(Records from a point annotation set)
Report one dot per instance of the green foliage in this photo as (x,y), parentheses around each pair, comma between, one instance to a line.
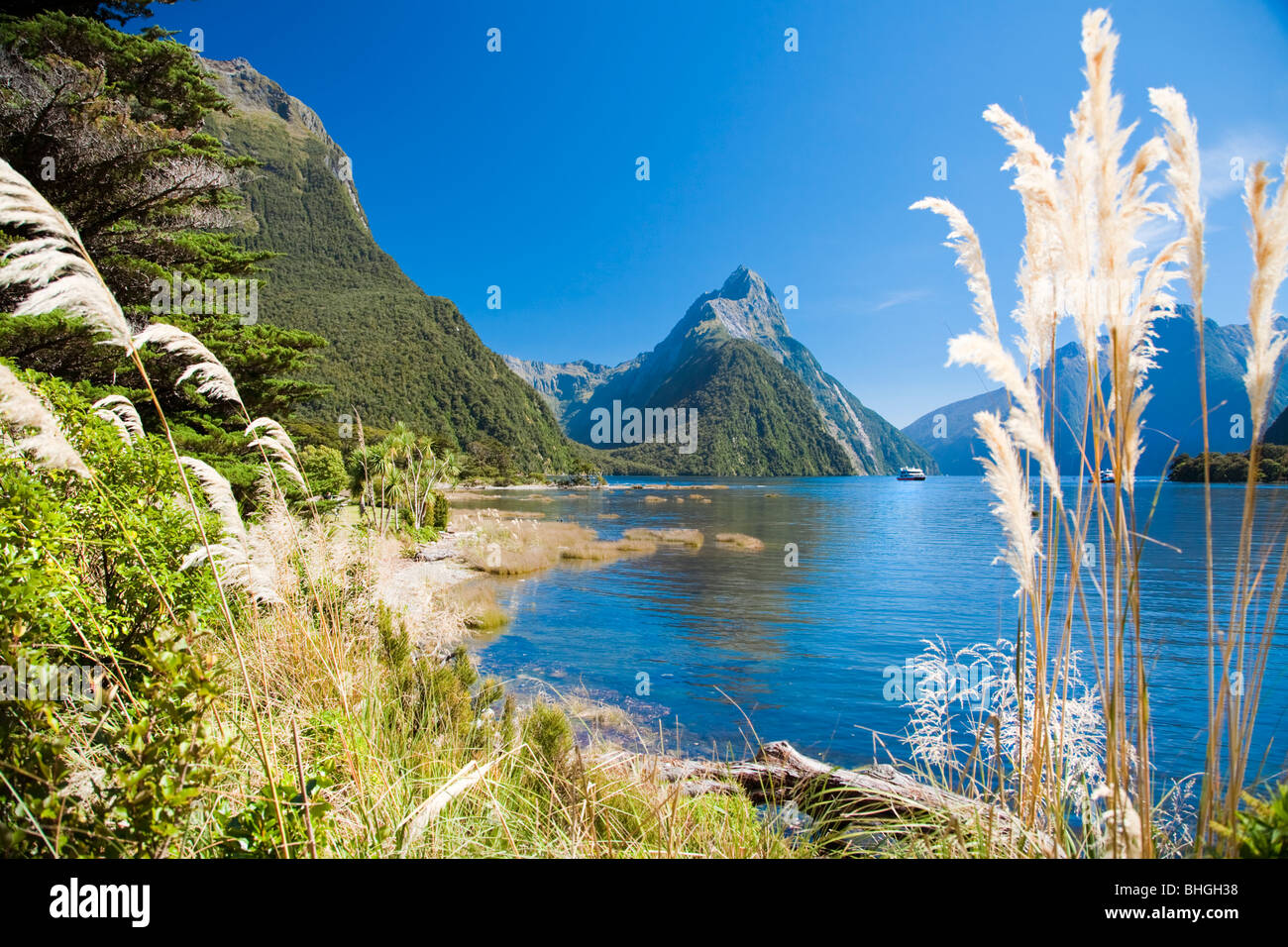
(1262,825)
(323,470)
(441,510)
(548,735)
(257,832)
(90,577)
(121,118)
(133,787)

◆ DIRECTIONS ◆
Copy down every one of the records above word for word, leaving out the pictures.

◆ WRITTEN SOLUTION ◆
Report one dot per instance of the green foliage in this photo as (x,y), parentheses around each pair, comma between, one instance to a line.
(1262,825)
(323,470)
(441,510)
(548,735)
(257,832)
(90,577)
(121,118)
(133,787)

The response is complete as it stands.